DATASET EXCERPTS ▸

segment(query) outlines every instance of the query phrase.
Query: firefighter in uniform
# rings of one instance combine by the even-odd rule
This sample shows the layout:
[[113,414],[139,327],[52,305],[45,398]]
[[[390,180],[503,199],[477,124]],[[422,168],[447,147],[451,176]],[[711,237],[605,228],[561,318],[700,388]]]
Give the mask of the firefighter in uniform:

...

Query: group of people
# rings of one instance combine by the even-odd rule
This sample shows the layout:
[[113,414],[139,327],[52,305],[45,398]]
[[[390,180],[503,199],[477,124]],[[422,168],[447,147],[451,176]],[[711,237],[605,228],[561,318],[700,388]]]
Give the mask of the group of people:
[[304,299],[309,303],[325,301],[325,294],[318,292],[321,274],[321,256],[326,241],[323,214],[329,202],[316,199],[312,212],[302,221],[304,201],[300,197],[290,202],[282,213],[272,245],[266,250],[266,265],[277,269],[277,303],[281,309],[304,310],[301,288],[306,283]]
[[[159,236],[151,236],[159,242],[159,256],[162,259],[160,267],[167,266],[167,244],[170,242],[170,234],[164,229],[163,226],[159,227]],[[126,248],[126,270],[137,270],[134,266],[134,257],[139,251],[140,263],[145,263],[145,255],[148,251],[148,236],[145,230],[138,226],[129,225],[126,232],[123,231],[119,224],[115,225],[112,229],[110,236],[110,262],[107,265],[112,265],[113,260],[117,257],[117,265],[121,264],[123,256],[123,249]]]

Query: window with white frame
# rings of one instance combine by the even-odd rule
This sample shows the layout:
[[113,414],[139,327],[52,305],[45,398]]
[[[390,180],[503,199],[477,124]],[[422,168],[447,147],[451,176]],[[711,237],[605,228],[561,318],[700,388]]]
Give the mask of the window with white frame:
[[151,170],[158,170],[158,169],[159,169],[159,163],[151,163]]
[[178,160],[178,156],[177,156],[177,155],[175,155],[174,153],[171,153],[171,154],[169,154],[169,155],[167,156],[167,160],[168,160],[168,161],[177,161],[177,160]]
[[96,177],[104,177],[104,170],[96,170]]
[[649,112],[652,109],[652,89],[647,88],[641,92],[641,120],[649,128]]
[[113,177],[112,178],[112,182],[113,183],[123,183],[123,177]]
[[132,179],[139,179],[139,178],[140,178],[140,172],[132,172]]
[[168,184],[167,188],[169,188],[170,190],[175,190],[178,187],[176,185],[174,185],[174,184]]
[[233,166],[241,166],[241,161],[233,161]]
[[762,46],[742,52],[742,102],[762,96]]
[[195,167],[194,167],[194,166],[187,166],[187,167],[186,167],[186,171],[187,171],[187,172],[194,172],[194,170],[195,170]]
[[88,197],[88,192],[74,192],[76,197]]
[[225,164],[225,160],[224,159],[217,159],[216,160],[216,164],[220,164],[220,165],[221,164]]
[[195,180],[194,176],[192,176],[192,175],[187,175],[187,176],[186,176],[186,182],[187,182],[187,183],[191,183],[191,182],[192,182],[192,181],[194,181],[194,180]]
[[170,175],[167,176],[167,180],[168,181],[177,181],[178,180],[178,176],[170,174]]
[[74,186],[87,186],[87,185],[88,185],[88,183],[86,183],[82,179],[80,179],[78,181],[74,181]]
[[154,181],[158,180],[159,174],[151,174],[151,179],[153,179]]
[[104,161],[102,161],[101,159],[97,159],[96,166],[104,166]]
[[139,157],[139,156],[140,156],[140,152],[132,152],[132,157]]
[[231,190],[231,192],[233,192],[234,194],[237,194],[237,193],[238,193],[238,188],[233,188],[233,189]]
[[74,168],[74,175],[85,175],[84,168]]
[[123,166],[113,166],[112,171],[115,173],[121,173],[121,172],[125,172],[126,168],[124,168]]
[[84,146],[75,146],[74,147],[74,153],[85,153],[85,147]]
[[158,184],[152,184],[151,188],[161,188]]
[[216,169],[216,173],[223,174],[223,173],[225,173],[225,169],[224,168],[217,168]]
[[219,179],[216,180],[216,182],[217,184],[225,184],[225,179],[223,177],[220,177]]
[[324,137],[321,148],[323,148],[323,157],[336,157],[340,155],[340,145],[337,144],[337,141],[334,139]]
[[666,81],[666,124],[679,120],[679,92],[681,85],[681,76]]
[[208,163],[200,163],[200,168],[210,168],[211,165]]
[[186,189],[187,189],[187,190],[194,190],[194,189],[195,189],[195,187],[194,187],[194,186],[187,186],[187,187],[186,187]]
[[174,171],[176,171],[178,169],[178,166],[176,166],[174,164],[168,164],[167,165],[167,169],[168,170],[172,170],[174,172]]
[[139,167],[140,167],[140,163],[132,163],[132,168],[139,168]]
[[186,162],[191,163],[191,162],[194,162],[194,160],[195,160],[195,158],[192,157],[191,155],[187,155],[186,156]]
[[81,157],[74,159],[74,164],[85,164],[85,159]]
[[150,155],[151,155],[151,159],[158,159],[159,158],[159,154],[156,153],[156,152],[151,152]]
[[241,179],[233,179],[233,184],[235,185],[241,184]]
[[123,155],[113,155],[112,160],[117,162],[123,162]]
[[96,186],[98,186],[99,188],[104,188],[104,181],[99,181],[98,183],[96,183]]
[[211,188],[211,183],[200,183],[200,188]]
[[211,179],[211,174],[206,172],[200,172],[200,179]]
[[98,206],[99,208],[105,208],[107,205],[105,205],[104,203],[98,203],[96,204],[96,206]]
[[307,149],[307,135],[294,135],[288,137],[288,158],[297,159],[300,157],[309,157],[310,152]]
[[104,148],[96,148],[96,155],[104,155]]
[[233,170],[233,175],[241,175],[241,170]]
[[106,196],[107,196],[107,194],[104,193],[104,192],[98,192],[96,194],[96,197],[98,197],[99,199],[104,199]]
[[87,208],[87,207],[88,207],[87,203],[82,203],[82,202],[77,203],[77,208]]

---

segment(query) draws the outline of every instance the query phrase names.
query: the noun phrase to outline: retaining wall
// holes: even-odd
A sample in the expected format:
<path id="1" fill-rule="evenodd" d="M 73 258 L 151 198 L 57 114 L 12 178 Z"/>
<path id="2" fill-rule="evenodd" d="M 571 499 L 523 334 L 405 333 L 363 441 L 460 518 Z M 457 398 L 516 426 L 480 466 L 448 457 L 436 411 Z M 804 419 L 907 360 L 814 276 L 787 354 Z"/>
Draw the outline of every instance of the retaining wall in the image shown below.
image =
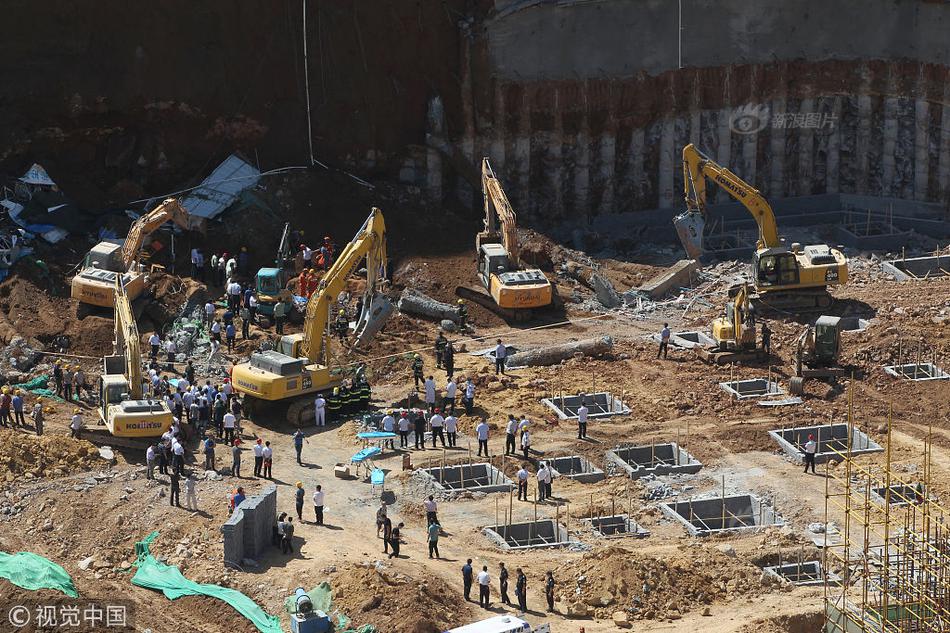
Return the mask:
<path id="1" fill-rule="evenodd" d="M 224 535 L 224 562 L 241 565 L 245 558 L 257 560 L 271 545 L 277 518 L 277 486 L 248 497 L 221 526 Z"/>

WORK REQUIRED ▸
Your answer must consist of every line from the listing that holds the string "firefighter".

ANSWER SPACE ▸
Query: firefighter in uniform
Give the mask of the firefighter in uniform:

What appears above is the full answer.